• [What is being asked] Transcribe each line of the material as it is, and drop any picture.

• [Recorded data]
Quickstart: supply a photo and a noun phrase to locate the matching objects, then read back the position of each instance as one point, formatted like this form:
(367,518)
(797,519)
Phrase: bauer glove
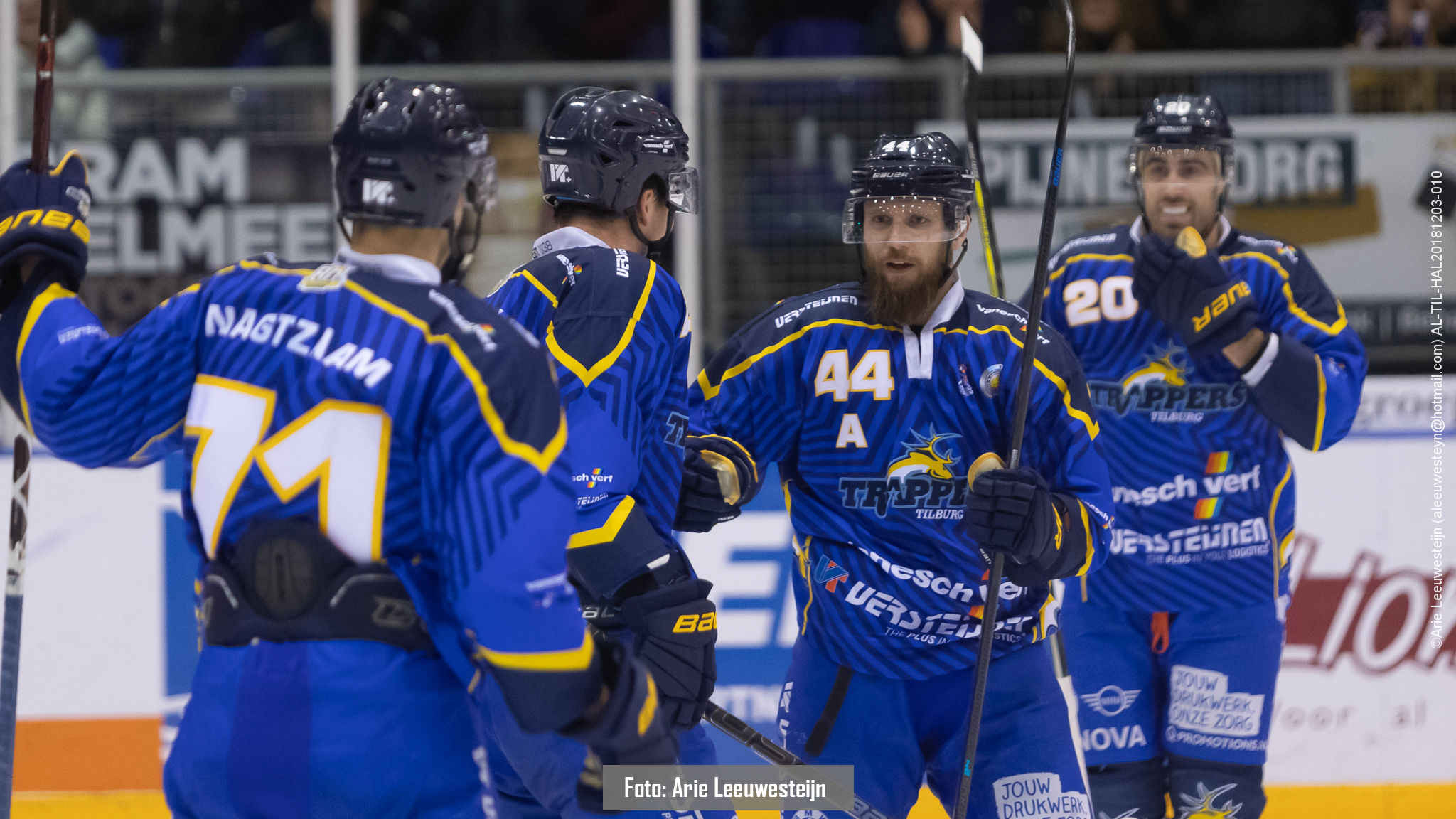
(1012,512)
(675,630)
(44,215)
(623,727)
(1190,291)
(718,478)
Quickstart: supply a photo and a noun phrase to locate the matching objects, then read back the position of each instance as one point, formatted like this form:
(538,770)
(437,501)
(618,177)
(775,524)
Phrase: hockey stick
(1018,429)
(970,102)
(774,754)
(21,486)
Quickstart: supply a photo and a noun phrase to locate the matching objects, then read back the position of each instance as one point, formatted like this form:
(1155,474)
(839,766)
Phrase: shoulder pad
(1104,242)
(785,321)
(1261,244)
(836,302)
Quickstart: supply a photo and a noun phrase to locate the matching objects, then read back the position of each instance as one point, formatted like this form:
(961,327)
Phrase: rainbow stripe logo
(1207,508)
(1218,464)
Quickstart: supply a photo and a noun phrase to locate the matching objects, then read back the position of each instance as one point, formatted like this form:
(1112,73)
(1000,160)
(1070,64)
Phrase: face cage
(954,218)
(683,190)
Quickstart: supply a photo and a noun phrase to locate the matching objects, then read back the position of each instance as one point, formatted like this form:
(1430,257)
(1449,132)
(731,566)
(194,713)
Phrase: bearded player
(1206,347)
(877,400)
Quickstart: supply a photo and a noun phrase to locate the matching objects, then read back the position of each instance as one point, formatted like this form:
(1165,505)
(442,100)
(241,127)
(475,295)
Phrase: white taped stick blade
(970,44)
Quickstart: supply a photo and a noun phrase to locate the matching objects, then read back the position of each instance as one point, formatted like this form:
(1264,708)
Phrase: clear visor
(682,190)
(903,219)
(1181,164)
(482,187)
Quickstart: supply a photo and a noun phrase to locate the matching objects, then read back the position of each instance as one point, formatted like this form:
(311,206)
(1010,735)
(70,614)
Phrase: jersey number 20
(1089,301)
(343,446)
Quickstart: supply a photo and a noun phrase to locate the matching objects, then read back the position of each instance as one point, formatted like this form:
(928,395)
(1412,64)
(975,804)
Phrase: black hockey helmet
(405,152)
(600,148)
(1183,122)
(903,171)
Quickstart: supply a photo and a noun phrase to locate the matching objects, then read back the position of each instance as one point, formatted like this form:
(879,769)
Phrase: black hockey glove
(1012,512)
(1192,294)
(625,727)
(702,503)
(675,630)
(44,215)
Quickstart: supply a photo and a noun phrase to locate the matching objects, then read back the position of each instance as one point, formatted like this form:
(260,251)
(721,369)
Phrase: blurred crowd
(126,34)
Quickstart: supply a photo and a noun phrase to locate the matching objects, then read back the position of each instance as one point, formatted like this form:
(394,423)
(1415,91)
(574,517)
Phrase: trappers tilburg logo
(922,476)
(1162,390)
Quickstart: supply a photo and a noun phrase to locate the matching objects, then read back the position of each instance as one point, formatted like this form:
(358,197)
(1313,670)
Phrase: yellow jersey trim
(535,283)
(587,375)
(561,660)
(51,294)
(1289,295)
(543,458)
(711,390)
(1279,490)
(608,531)
(1320,407)
(1066,392)
(1086,528)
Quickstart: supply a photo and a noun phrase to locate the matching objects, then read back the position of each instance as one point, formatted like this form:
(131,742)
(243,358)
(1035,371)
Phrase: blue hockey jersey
(1203,487)
(415,423)
(616,324)
(874,429)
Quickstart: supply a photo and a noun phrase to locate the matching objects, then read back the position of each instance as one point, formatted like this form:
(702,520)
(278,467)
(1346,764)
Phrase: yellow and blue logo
(924,455)
(1160,368)
(1203,808)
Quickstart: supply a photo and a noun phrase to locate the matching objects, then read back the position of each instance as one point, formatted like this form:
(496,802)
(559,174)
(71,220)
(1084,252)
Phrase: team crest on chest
(924,478)
(1162,388)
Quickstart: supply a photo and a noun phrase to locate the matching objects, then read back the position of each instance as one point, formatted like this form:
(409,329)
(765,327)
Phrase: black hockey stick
(1018,429)
(774,754)
(970,102)
(21,486)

• [Finished task]
Quickstart: supply a photo and a noun phrase to locate the matching objects, then read back the position of each instance as one point, formatted like this form:
(367,518)
(797,519)
Phrase: bauer glove
(1012,512)
(675,630)
(44,215)
(623,727)
(1190,291)
(718,478)
Quickstart: supply a photo and a noun phrase to locate the matching objects, then read back the position of each instance as one point, formatted like this form:
(538,770)
(437,501)
(618,177)
(775,524)
Phrase: hockey stick
(1018,429)
(970,102)
(774,754)
(21,486)
Quickstart: supply a photo and a noun phrase to locate the matching objects, then read back the position of each instance as one point, formatted like this form:
(1155,474)
(839,766)
Phrase: shoulder pad
(1104,242)
(785,321)
(1261,244)
(836,302)
Quickstart: supply a photo and a noun phrase to locate the matching objects, then read back the position of each instance as one point, formatted like this form:
(961,327)
Phrase: rainbow stripe logo
(1207,508)
(1218,464)
Quickstart: supply a photo and a noun phrase to locate the matching objects, then read back the position of each instance as one point, formatted like this form:
(1112,73)
(1000,160)
(1070,64)
Phrase: face cage
(954,218)
(683,190)
Quickstart: supply a photo and a noun phrase to locate the matching objects, then read back the position of each instance as one point, formatted like this form:
(1430,257)
(1449,132)
(731,566)
(194,713)
Phrase: bearded player
(1206,347)
(877,400)
Quickstart: supply a photo and a noun phrase to locate the matching objects, then read back the position of each instance as one point, formatted like this form:
(1165,505)
(442,100)
(241,127)
(475,295)
Phrase: white taped stick blade
(970,44)
Quickstart: supply a photo and a noun phrase to locate the matching objects, then read back the position of each instance as one point, formatted like this form:
(1264,708)
Phrase: clear visor
(682,190)
(903,219)
(1181,164)
(482,187)
Quickstart: supply a photo and a noun phrase to locate the matching objects, then read back the position of each instance as one point, formatted like this form:
(311,206)
(1010,735)
(70,614)
Phrase: jersey number 20
(1089,301)
(343,446)
Quickstart: supply a photo and a noun phrase to locate the matching objects, then read back the position of each instance as one point, formatted like this form:
(928,395)
(1412,64)
(975,804)
Phrase: black hockey helmet
(405,152)
(600,148)
(1183,122)
(903,171)
Quickstart: supply a photo and a noun phrase to locate the matching objects, then read back the position of each instance as one point, formatted like this form:
(879,769)
Phrase: black hockey glove
(1012,512)
(1192,294)
(625,727)
(702,503)
(675,630)
(44,215)
Quickstart: supply a photo and a noun phrase to locate the matching objects, then read back the position of each instance as one point, formatted like this form:
(260,251)
(721,369)
Phrase: blurred crowd
(126,34)
Quickstart: supply a photo and a noun phrase to locate the matching objects, then read back the position of each instance as one point, formatted like this form:
(394,423)
(1415,91)
(574,517)
Phrase: trappers tilburg logo
(922,476)
(1162,390)
Quickstart: supply a photo and a noun phrase to locate the matching objects, then read back the position of each instance as one point, formatted like this form:
(358,197)
(1313,670)
Phrase: yellow jersey trim
(535,283)
(587,375)
(561,660)
(51,294)
(1289,295)
(543,458)
(711,390)
(1279,490)
(608,531)
(1320,407)
(1066,392)
(1086,528)
Quickstart: supply a photo and a noun phrase to locate the matching objects, then read back the position of each instance as one point, formatted like this form:
(131,742)
(243,358)
(1035,371)
Phrase: blue hockey jersey
(1203,487)
(415,423)
(616,324)
(874,429)
Quickstart: supply a photo and a noun phrase to locate the matching objects, then read back the position of each instance as one point, formatted like this form:
(702,520)
(278,467)
(1346,764)
Phrase: yellow and blue logo
(924,455)
(1160,368)
(1203,808)
Quickstart: supply a photo and a noun phrase to locate the matching objects, then read back the position of each instance as one point, formatted like this form:
(496,802)
(559,174)
(71,220)
(1084,252)
Phrase: team crest on chest
(924,478)
(1162,388)
Quickstart: supply a photo and a noun phrase to locate the matching objects, then read back the position of each instance as one point, formatted like this form:
(409,329)
(765,327)
Phrase: black hockey stick
(1018,429)
(774,754)
(970,102)
(21,486)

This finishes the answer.